Show every line of the material below that contains the string "scarf", copying each one in full.
+++ Supplied data +++
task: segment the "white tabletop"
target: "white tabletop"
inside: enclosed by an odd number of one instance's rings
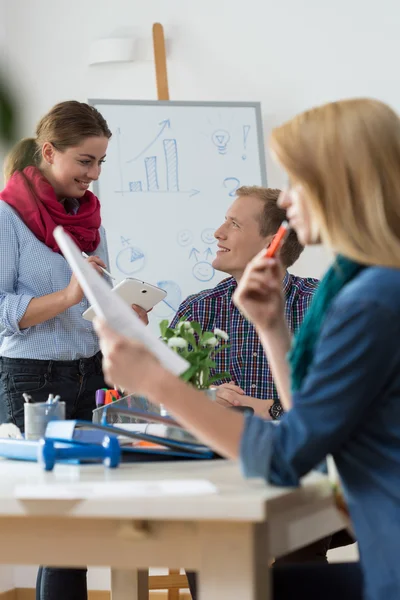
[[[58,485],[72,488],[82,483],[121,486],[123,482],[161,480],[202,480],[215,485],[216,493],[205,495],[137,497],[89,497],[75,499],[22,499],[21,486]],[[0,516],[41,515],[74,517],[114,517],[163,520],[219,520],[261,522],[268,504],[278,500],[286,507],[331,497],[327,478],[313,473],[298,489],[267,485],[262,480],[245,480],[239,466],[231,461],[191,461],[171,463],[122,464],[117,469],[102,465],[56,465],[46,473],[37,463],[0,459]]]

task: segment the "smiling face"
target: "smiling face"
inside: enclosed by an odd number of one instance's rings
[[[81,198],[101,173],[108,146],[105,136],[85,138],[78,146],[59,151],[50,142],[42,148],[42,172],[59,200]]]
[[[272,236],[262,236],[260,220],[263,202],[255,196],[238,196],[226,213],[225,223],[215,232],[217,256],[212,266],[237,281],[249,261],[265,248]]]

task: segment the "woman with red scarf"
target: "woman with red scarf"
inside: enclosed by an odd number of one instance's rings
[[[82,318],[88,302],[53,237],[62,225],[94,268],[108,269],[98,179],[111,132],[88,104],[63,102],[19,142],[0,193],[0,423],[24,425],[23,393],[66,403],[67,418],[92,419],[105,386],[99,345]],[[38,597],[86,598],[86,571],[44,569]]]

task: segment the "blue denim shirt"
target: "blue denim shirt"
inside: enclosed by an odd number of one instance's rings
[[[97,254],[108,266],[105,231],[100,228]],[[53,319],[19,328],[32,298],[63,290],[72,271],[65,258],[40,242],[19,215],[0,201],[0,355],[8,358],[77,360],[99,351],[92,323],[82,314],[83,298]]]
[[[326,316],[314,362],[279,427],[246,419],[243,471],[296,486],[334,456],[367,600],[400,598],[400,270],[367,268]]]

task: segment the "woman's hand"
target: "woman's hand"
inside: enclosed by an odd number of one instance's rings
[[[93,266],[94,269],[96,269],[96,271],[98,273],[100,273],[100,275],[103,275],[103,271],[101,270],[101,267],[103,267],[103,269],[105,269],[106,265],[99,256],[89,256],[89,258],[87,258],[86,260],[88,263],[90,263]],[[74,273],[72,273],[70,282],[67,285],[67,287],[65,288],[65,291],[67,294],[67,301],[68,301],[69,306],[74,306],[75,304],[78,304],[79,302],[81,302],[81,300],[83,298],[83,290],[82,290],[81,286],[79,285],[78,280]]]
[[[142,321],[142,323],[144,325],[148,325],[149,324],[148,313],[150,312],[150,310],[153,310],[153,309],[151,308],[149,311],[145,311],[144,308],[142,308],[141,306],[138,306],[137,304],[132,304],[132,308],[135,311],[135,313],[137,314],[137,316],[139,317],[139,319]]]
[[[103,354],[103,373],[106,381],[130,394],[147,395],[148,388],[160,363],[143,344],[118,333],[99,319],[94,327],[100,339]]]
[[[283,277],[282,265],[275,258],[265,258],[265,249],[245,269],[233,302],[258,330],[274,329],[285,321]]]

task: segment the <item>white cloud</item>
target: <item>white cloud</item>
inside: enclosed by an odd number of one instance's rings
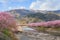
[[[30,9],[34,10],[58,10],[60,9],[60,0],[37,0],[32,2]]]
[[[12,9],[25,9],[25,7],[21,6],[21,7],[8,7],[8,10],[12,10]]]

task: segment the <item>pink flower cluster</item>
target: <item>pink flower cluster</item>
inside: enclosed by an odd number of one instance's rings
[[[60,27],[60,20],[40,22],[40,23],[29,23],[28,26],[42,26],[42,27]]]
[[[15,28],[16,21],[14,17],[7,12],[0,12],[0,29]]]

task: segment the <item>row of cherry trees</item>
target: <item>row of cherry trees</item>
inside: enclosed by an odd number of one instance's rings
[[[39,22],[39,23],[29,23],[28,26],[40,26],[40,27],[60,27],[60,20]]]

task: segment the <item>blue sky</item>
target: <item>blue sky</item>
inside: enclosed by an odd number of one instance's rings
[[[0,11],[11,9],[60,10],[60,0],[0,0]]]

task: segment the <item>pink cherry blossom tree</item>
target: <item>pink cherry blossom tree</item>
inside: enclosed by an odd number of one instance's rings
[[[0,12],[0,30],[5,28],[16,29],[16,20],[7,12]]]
+++
+++ Supplied data +++
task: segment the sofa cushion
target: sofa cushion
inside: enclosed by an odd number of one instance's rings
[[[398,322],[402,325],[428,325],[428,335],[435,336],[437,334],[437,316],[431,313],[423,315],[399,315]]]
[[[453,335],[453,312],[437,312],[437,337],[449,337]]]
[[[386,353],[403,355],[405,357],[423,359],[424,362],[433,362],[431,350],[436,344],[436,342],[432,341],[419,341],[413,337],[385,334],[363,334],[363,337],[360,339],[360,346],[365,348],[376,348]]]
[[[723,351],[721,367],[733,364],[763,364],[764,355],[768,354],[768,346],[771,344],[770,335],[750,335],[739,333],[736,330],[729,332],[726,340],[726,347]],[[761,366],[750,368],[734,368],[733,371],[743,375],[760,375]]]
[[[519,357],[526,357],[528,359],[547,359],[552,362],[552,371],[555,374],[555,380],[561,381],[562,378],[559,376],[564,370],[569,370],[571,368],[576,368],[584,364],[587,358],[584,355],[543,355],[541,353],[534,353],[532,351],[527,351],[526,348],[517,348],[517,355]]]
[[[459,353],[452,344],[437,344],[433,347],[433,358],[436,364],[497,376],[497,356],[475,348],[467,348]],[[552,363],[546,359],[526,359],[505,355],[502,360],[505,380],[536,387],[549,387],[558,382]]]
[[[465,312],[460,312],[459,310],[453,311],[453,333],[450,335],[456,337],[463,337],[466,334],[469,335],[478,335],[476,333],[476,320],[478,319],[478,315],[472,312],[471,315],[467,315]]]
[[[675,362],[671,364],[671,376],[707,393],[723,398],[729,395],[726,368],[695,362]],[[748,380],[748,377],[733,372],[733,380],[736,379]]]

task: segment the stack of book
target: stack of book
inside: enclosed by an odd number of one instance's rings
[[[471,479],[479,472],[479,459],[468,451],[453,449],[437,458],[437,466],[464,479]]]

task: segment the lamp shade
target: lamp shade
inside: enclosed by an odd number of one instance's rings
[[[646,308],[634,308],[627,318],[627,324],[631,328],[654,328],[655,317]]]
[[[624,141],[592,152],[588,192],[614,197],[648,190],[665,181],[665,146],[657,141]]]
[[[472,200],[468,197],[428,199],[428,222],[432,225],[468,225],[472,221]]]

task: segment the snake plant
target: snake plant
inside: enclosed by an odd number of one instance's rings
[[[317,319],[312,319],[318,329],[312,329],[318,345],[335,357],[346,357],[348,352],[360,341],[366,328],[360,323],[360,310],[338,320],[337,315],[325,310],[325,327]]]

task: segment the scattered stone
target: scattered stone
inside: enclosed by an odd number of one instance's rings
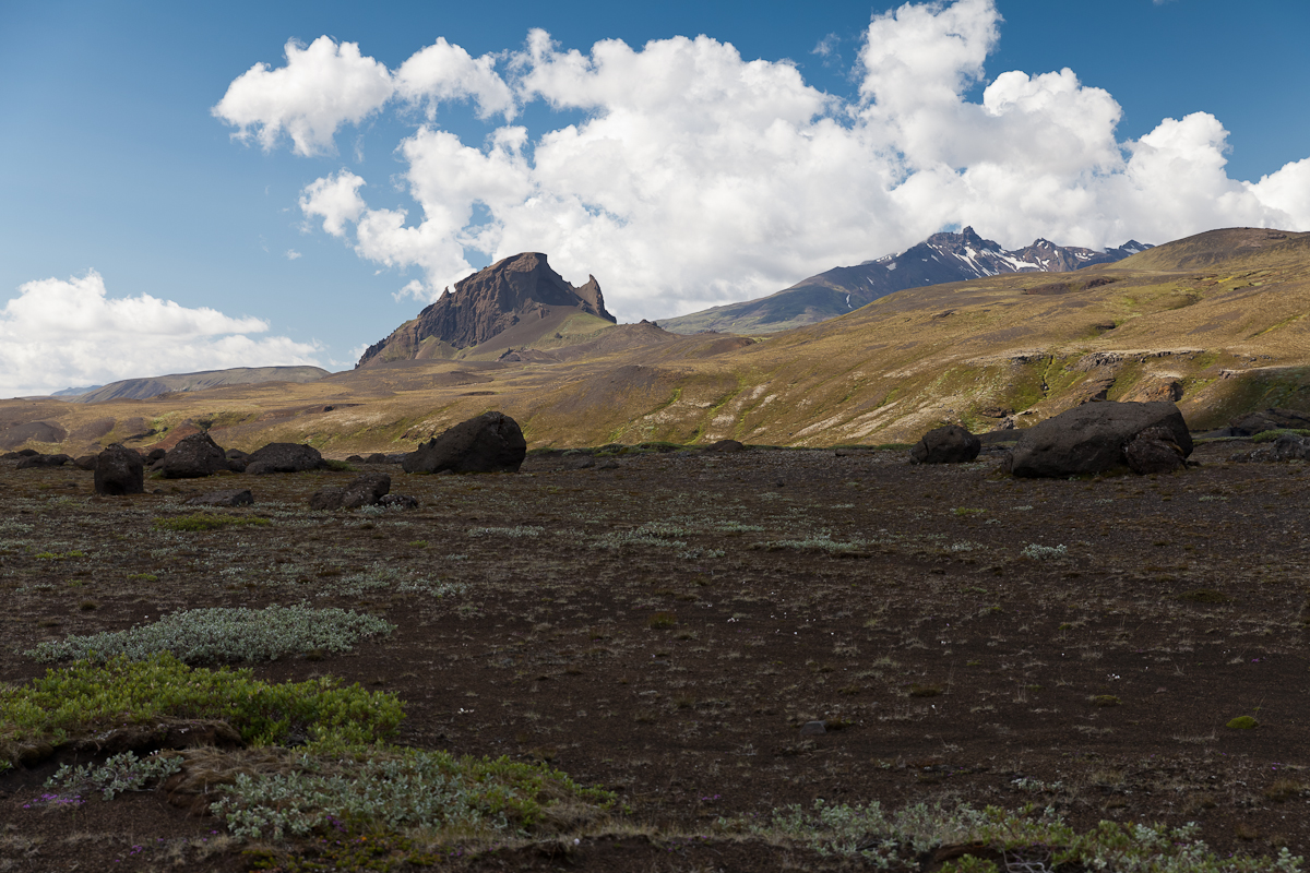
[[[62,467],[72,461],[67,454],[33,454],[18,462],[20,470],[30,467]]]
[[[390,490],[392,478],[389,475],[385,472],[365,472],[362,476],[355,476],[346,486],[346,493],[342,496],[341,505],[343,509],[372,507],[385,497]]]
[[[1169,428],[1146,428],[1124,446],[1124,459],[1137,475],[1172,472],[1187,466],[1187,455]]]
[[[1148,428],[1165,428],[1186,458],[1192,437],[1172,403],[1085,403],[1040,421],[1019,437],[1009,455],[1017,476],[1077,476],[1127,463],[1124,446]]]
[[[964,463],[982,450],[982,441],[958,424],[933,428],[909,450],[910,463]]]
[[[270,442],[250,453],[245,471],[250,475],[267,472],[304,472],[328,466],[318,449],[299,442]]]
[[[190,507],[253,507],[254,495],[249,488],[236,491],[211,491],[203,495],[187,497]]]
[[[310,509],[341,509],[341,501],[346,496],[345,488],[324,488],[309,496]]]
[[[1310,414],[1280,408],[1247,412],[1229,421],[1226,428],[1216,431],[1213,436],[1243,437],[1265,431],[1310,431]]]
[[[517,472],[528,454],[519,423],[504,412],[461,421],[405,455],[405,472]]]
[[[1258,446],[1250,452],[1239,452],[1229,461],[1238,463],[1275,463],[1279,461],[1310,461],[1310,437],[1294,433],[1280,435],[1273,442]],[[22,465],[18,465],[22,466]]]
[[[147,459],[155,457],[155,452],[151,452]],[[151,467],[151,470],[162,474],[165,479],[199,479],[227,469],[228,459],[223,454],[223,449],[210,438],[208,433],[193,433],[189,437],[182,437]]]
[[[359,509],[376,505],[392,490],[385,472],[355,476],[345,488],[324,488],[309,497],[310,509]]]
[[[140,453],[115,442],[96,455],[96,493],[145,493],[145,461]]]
+++
+++ Supplied data +++
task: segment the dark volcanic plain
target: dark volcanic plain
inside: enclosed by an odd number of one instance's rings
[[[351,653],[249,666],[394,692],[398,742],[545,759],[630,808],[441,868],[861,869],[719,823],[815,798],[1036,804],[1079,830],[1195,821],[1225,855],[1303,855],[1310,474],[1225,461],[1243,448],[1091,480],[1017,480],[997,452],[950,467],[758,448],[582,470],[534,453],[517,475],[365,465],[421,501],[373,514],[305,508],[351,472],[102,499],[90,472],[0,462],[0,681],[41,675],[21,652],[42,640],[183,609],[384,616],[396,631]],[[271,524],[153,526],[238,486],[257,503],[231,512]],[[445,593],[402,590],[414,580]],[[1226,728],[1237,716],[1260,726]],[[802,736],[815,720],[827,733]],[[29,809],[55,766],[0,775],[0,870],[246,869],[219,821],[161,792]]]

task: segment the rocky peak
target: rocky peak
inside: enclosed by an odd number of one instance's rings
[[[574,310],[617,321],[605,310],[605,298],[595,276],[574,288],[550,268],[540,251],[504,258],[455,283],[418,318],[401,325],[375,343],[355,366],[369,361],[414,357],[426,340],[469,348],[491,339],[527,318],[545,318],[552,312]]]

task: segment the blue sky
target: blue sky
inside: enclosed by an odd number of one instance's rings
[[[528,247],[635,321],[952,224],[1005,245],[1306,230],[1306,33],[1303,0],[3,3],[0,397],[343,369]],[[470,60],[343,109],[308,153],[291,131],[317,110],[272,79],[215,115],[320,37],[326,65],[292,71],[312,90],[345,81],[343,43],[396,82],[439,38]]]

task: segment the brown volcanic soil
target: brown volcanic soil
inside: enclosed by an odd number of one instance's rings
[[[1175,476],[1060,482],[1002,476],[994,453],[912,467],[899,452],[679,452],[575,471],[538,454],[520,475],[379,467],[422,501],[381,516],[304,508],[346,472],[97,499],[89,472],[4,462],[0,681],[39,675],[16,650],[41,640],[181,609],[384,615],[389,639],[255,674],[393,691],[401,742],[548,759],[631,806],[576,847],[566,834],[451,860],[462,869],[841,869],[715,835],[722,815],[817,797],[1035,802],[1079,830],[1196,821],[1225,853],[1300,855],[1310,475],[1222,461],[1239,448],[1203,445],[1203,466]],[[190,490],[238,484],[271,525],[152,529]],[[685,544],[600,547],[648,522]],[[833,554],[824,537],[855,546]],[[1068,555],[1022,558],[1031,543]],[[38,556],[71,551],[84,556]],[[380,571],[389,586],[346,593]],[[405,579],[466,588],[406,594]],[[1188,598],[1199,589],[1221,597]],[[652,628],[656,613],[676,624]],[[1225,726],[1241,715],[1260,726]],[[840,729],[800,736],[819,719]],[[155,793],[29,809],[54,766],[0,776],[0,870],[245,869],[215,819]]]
+++
Solution below ::
task: segment the "woman with red scarf"
target: "woman with red scarf"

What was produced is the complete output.